Task description =>
With the pictures omitted, write out the entries that follow exactly as they stand.

····················

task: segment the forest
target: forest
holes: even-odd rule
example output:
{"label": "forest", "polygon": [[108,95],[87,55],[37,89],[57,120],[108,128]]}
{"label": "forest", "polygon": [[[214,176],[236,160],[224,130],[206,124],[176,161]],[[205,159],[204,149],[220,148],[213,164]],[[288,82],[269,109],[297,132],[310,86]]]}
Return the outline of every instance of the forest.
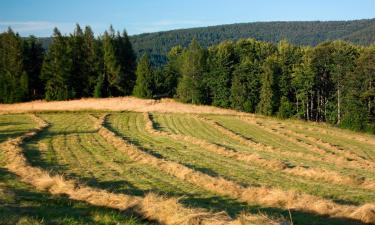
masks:
{"label": "forest", "polygon": [[255,38],[275,44],[287,39],[295,45],[309,46],[340,39],[369,45],[375,42],[374,27],[375,19],[253,22],[145,33],[130,36],[130,41],[138,56],[147,53],[153,64],[162,65],[166,63],[166,54],[171,47],[187,47],[193,38],[196,38],[202,47],[241,38]]}
{"label": "forest", "polygon": [[192,38],[155,67],[147,53],[137,60],[125,31],[96,37],[77,25],[70,35],[55,28],[47,50],[9,29],[0,34],[0,58],[0,103],[173,97],[375,132],[375,45],[248,38],[202,47]]}

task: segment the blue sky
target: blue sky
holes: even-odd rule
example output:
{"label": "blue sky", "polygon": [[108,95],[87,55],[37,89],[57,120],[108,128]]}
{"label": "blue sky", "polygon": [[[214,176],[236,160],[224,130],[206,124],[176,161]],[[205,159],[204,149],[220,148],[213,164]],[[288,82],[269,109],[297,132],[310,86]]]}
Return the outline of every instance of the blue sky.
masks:
{"label": "blue sky", "polygon": [[75,23],[129,34],[255,21],[375,18],[375,0],[0,0],[0,31],[50,36]]}

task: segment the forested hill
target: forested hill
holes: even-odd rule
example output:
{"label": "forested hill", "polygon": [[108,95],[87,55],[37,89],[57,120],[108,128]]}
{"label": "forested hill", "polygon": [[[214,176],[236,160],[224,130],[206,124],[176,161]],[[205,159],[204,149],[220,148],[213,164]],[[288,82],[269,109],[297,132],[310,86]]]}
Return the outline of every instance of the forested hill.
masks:
{"label": "forested hill", "polygon": [[138,55],[147,52],[156,64],[162,63],[164,55],[176,45],[186,47],[195,37],[203,47],[224,40],[255,38],[278,42],[287,39],[297,45],[317,45],[326,40],[342,39],[355,44],[368,45],[375,42],[375,19],[351,21],[311,22],[256,22],[219,25],[201,28],[145,33],[131,36]]}
{"label": "forested hill", "polygon": [[[375,19],[351,21],[256,22],[171,30],[130,36],[138,56],[147,52],[153,64],[164,64],[166,53],[176,45],[188,46],[195,37],[203,47],[224,40],[255,38],[278,42],[287,39],[297,45],[317,45],[326,40],[342,39],[360,45],[375,42]],[[41,38],[48,47],[50,38]]]}

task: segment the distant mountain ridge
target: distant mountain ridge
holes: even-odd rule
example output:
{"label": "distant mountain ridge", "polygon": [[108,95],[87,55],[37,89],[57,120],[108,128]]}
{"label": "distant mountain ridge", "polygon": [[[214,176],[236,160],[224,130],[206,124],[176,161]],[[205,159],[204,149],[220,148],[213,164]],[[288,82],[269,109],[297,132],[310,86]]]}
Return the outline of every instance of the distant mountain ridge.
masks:
{"label": "distant mountain ridge", "polygon": [[[193,38],[204,47],[240,38],[255,38],[273,43],[286,39],[293,44],[312,46],[323,41],[340,39],[369,45],[375,42],[375,19],[237,23],[144,33],[130,37],[137,55],[149,54],[156,65],[166,61],[165,55],[171,47],[187,46]],[[44,46],[48,46],[49,39],[42,41],[45,42]]]}

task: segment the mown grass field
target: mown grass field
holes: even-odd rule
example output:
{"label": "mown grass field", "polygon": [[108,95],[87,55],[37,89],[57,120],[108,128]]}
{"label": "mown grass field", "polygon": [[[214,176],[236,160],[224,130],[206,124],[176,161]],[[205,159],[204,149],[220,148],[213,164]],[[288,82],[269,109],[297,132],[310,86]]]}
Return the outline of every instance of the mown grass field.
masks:
{"label": "mown grass field", "polygon": [[[49,126],[26,139],[21,145],[22,153],[32,167],[52,176],[63,175],[65,179],[115,194],[144,197],[155,193],[178,198],[183,207],[225,212],[231,219],[247,213],[272,218],[269,223],[280,218],[294,224],[375,221],[372,135],[252,115],[108,111],[35,115]],[[146,158],[151,156],[155,163],[127,154],[102,135],[95,122],[100,118],[104,118],[105,129]],[[35,127],[37,124],[29,114],[0,115],[0,142]],[[187,168],[193,175],[169,171],[159,161]],[[0,151],[0,224],[163,223],[131,207],[99,207],[68,195],[39,190],[15,175],[8,163],[6,153]],[[193,178],[195,175],[208,175],[207,184]],[[210,186],[211,178],[213,183],[224,180],[241,190],[254,187],[277,190],[279,194],[268,196],[265,192],[253,201],[244,194],[225,190],[221,183]],[[301,199],[283,203],[285,196]],[[325,208],[304,209],[289,203],[303,202],[305,196],[332,202],[338,208],[367,205],[367,210],[361,211],[361,216],[349,215],[350,210],[334,215]]]}

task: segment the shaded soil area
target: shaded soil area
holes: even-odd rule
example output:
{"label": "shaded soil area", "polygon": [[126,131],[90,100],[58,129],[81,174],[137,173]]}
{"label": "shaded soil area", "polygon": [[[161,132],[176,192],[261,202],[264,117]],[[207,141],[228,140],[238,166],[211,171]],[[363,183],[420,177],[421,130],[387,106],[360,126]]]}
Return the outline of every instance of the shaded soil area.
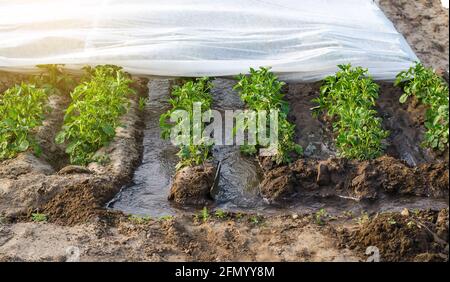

····················

Response for this exercise =>
task: segment the forest
target: forest
holes: even-odd rule
example output:
{"label": "forest", "polygon": [[108,95],[87,55],[37,89],[57,120],[108,128]]}
{"label": "forest", "polygon": [[[214,176],[236,160],[224,130],[206,124],[176,161]],[[205,159],[204,149],[220,148],[213,164]],[[288,82],[269,109],[297,132],[310,86]]]}
Return the outline of every instance of the forest.
masks:
{"label": "forest", "polygon": [[255,38],[275,44],[287,39],[295,45],[309,46],[340,39],[369,45],[375,42],[374,27],[375,19],[253,22],[145,33],[130,36],[130,41],[138,56],[147,53],[153,64],[162,65],[166,63],[166,54],[171,47],[187,47],[193,38],[196,38],[202,47],[241,38]]}
{"label": "forest", "polygon": [[192,38],[155,67],[147,53],[137,60],[125,31],[96,37],[77,25],[70,35],[55,28],[47,50],[9,29],[0,34],[0,58],[0,103],[173,97],[375,132],[375,45],[248,38],[202,47]]}

task: segment the blue sky
target: blue sky
holes: even-odd rule
example output:
{"label": "blue sky", "polygon": [[108,95],[87,55],[37,89],[57,120],[108,128]]}
{"label": "blue sky", "polygon": [[[214,176],[236,160],[224,130],[206,124],[176,161]],[[205,159],[204,149],[220,148],[213,164]],[[288,82],[269,109],[297,132],[310,86]]]}
Return the outline of every instance of the blue sky.
masks:
{"label": "blue sky", "polygon": [[75,23],[129,34],[255,21],[375,18],[375,0],[0,0],[0,31],[50,36]]}

task: segment the forested hill
target: forested hill
holes: even-odd rule
example output:
{"label": "forested hill", "polygon": [[108,95],[87,55],[37,89],[57,120],[108,128]]}
{"label": "forested hill", "polygon": [[[214,176],[236,160],[224,130],[206,124],[176,161]],[[205,159],[204,149],[220,148],[213,164]],[[288,82],[269,109],[297,132],[310,86]]]}
Return the outline of every instance of the forested hill.
masks:
{"label": "forested hill", "polygon": [[138,55],[147,52],[156,64],[162,63],[164,55],[176,45],[186,47],[195,37],[203,47],[224,40],[255,38],[278,42],[287,39],[297,45],[317,45],[326,40],[342,39],[355,44],[368,45],[375,42],[375,19],[351,21],[311,22],[256,22],[219,25],[201,28],[145,33],[131,36]]}
{"label": "forested hill", "polygon": [[[375,19],[351,21],[256,22],[171,30],[130,36],[138,56],[147,52],[153,64],[164,64],[166,53],[176,45],[188,46],[195,37],[203,47],[224,40],[255,38],[278,42],[287,39],[297,45],[317,45],[326,40],[342,39],[360,45],[375,42]],[[41,38],[48,47],[50,38]]]}

task: segment the distant mountain ridge
target: distant mountain ridge
holes: even-odd rule
example output:
{"label": "distant mountain ridge", "polygon": [[108,95],[87,55],[37,89],[57,120],[108,128]]}
{"label": "distant mountain ridge", "polygon": [[[214,176],[236,160],[224,130],[206,124],[176,161]],[[205,159],[204,149],[220,148],[213,164]],[[288,82],[269,109],[297,132],[310,86]]]}
Return the outline of every instance of the distant mountain ridge.
masks:
{"label": "distant mountain ridge", "polygon": [[[193,38],[204,47],[240,38],[255,38],[273,43],[286,39],[293,44],[312,46],[323,41],[340,39],[369,45],[375,42],[375,19],[237,23],[144,33],[130,37],[137,55],[149,54],[156,65],[166,61],[165,55],[171,47],[187,46]],[[44,46],[48,46],[49,39],[42,41],[45,42]]]}

task: segment the mown grass field
target: mown grass field
holes: even-odd rule
example output:
{"label": "mown grass field", "polygon": [[108,95],[87,55],[37,89],[57,120],[108,128]]}
{"label": "mown grass field", "polygon": [[[214,176],[236,160],[224,130],[206,124],[176,161]],[[205,159],[204,149],[220,148],[213,164]],[[288,82],[269,109],[297,132],[310,86]]]}
Return the outline of every instance of the mown grass field.
masks:
{"label": "mown grass field", "polygon": [[[49,126],[26,139],[21,145],[22,153],[32,167],[52,176],[63,175],[65,179],[115,194],[144,197],[155,193],[178,198],[183,207],[225,212],[231,219],[247,213],[272,218],[269,223],[280,218],[294,224],[375,221],[372,135],[252,115],[108,111],[35,115]],[[146,158],[151,156],[155,163],[127,154],[102,135],[95,122],[100,118],[104,118],[105,129]],[[35,127],[37,124],[29,114],[0,115],[0,142]],[[187,168],[193,175],[169,171],[159,161]],[[0,151],[0,224],[163,223],[131,207],[99,207],[68,195],[39,190],[15,175],[8,163],[6,153]],[[193,178],[195,175],[208,175],[207,184]],[[210,186],[211,178],[213,183],[224,180],[241,190],[254,187],[277,190],[279,194],[268,196],[265,192],[253,201],[244,194],[225,190],[221,183]],[[301,199],[283,203],[285,196]],[[325,208],[304,209],[289,203],[303,202],[305,196],[332,202],[338,208],[367,205],[367,210],[361,211],[361,216],[349,215],[350,210],[334,215]]]}

task: segment the shaded soil area
target: shaded soil area
holes: even-odd rule
example output:
{"label": "shaded soil area", "polygon": [[126,131],[90,100],[58,129],[81,174],[137,173]]}
{"label": "shaded soil area", "polygon": [[[161,132],[176,192],[261,202],[264,117]],[[207,141],[228,140],[238,166],[211,171]],[[363,183],[420,177],[421,130],[387,106],[360,126]]]}
Return the outline of every instance of the shaded soil area.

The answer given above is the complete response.